> **Extrait du document**
========

Traque des ADF en RDC : Kampala propose à Kinshasa la création des unités locales de défense pour la protection des villages pendant que FARDC et UPDF sont engagées en profondeur

FARDC et UPDF à Beni
FARDC et UPDF à Beni

Le nouveau commandant Ougandais des opérations Shujaa, opérations menées conjointement avec l'armée congolaise depuis novembre 2021, recommande à la RDC la création des unités locales de défense pour la protection des civils dans des villages des zones opérationnelles. Au terme d'une audience des civilités lui accordée par le gouverneur militaire du Nord-Kivu ce mardi 7 octobre à Beni, le général major ougandais Stephen Mugerwa a déclaré à la presse avoir recommandé au chef de l'exécutif provincial d'échanger avec sa hiérarchie sur la nécessité d'adoption de cette stratégie de défense qui a déjà fait ses preuves en Ouganda lors de la traque des LRA.

Pour l'officier Ougandais, les unités locales de défense devraient garantir la sécurité des villages pendant que les FARDC et l’UPDF sont engagées dans la profondeur, en vue de contrer la stratégie de contournement des islamistes ADF.

« En tant que nouveau commandant de UPDF (pour les opérations Shujaa, ndlr), je suis venu voir le gouverneur à son bureau pour étudier comment en finir avec l'ennemi (ADF, ndlr). J'ai recommandé au gouverneur d'échanger avec sa hiérarchie. Si elle le lui permet, il faudra créer de Local defense (unité locale de défense, ndlr). Nous UPDF et les FARDC nous sommes dans la profondeur et il faut des unités pour protéger les populations (dans les villages, ndlr). Quand nous entrons en profondeur, soit quand nous frappons l'ennemi en profondeur, il nous contourne et vient se rabattre sur des civils. Mais si nous laissons des unités locales de défense derrière nous, tout ira bien », a expliqué le commandant Ougandais des opérations Shujaa.

Stephen Mugerwa a rassuré que la collaboration est parfaite entre les armées congolaise et ougandaise dans ce combat contre les ADF, auteurs des massacres des milliers de personnes depuis 2014 dans les territoires congolais d'Irumu et Mambasa (Ituri), de Beni et Lubero (Nord-Kivu), de Bafwasende (Tshopo) ainsi que dans le district ougandais de Kasese.

========

> **Enregistrements fournis**
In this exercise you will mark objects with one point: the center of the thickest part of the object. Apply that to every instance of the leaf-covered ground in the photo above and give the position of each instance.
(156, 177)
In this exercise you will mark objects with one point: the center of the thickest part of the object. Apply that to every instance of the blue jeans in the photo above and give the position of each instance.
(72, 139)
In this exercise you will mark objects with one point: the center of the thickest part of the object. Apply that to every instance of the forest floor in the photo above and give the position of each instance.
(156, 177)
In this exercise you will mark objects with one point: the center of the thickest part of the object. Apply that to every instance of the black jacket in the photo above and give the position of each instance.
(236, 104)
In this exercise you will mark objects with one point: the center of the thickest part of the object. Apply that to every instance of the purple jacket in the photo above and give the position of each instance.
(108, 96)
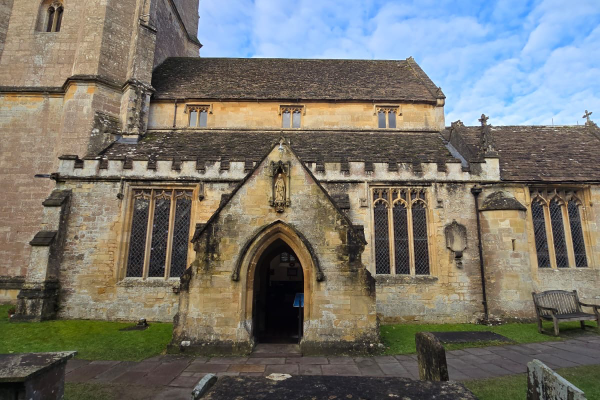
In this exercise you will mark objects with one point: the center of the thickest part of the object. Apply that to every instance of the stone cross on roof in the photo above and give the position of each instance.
(483, 119)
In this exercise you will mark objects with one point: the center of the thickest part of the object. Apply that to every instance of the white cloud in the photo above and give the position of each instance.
(521, 62)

========

> **Consigne**
Résumez l'extrait du document en deux phrases.

> **Réponse**
Le général major ougandais Stephen Mugerwa, nouveau commandant des opérations Shujaa menées conjointement avec l'armée congolaise depuis novembre 2021, a recommandé au gouverneur militaire du Nord-Kivu, lors d'une audience le mardi 7 octobre à Beni, d'échanger avec sa hiérarchie sur la création d'unités locales de défense, une stratégie qui a déjà fait ses preuves en Ouganda lors de la traque des LRA. Selon lui, ces unités garantiraient la sécurité des villages pendant que les FARDC et l'UPDF sont engagées en profondeur, afin de contrer la stratégie de contournement des ADF, et il a assuré que la collaboration entre les deux armées est parfaite.